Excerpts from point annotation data
start
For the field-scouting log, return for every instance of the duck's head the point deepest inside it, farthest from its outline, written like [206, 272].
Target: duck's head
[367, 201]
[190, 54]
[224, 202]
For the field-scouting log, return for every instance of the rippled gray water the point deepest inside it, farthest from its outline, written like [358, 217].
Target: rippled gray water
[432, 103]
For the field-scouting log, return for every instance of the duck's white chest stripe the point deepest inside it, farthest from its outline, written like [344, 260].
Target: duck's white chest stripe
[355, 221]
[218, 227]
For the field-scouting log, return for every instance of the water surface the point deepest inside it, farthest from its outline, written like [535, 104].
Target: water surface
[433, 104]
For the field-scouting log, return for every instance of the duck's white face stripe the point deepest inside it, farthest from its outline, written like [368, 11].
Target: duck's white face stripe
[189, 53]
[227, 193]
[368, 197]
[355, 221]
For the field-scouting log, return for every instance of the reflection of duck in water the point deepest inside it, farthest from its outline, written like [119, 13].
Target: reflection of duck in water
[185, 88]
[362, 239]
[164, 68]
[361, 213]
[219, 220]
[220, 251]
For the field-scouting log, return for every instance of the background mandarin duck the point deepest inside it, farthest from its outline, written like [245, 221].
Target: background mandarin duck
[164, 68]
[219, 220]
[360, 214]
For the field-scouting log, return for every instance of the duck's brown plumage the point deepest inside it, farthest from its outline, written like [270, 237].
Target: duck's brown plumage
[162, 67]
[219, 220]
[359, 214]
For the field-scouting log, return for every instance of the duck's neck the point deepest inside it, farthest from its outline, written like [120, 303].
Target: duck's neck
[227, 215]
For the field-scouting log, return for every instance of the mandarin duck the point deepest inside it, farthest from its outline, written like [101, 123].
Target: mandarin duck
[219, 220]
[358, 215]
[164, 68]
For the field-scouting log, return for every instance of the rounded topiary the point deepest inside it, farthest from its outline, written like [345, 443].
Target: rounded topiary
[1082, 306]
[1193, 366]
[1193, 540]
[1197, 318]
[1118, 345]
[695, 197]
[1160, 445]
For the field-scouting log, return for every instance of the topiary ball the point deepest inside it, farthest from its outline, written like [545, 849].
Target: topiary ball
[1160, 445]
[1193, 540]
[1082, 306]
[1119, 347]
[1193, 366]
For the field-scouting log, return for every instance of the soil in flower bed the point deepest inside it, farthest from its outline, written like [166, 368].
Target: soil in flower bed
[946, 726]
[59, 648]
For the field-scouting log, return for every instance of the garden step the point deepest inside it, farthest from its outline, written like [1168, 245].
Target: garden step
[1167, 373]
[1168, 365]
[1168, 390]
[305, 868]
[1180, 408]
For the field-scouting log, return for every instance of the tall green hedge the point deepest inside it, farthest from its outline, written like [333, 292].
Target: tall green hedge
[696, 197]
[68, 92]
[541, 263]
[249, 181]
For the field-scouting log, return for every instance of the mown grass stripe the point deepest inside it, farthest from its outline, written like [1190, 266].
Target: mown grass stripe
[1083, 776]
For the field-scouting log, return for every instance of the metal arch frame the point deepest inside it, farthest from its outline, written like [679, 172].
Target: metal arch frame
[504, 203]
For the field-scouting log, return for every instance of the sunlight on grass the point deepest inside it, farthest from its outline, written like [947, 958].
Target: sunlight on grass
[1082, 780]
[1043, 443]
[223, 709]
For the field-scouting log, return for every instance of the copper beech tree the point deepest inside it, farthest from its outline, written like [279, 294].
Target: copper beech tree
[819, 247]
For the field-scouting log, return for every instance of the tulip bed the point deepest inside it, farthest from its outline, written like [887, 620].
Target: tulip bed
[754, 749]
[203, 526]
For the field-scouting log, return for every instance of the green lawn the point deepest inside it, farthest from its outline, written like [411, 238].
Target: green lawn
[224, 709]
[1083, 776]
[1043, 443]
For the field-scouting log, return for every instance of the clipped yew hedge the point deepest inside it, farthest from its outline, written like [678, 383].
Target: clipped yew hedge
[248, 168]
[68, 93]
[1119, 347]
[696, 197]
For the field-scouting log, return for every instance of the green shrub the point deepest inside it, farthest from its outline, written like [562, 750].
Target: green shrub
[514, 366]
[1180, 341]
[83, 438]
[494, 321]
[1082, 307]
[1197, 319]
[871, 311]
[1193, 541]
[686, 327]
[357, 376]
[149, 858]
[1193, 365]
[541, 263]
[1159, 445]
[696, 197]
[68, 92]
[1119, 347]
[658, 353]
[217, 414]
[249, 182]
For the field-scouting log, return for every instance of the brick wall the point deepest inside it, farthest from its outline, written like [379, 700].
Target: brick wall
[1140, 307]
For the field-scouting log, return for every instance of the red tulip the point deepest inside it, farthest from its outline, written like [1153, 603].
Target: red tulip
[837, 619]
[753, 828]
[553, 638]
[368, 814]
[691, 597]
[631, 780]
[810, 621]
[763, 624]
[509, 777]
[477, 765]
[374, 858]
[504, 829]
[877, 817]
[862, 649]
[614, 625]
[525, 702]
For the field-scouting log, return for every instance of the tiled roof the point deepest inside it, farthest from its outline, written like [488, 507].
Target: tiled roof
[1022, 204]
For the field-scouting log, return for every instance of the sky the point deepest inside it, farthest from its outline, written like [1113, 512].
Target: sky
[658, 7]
end
§ **TO BE DONE**:
Change "clipped yew hedge" to "trimmed yew hedge" in the records, starting at the line that contains "like [411, 238]." and ending at the line that contains "[1140, 307]". Return only those lines, with nothing else altered.

§ **RESULT FOR THIS EXERCISE**:
For the field-scouting log, return for every instance of the green lawn the point deepest inside it, farthest from its outline, written like [411, 238].
Target: green lawn
[224, 709]
[1083, 776]
[1043, 443]
For the field-scouting log, return for every instance of the trimmed yew hedge the point deepest inside it, farthest from its outline, written like [678, 383].
Target: trimmed yew hedge
[248, 168]
[68, 93]
[1119, 347]
[696, 197]
For the field-scouting log, return for every instance of the green shrub the point deepest inside it, farthest from its outline, written like [562, 750].
Target: green shrub
[514, 366]
[1180, 341]
[83, 438]
[494, 321]
[1082, 307]
[1197, 319]
[871, 311]
[1193, 541]
[686, 327]
[357, 376]
[149, 858]
[1193, 365]
[541, 263]
[1159, 445]
[696, 197]
[68, 92]
[1119, 347]
[658, 353]
[217, 414]
[249, 182]
For the field-scouting log, return for every instance of the brick wall the point deepest inside it, farthest from its outline, written like [379, 700].
Target: brick wall
[1140, 307]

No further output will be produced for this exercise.